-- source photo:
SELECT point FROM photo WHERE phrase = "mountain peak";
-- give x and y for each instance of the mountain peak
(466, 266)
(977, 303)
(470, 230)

#### [Exercise instructions]
Rewrite the lines above, changing every "mountain peak" to "summit" and leaving everything else as it is.

#### [Solution for this exercise]
-- source photo:
SELECT point FROM photo WHERE phrase = "summit";
-- give x and y for each instance of the summit
(466, 266)
(977, 303)
(470, 230)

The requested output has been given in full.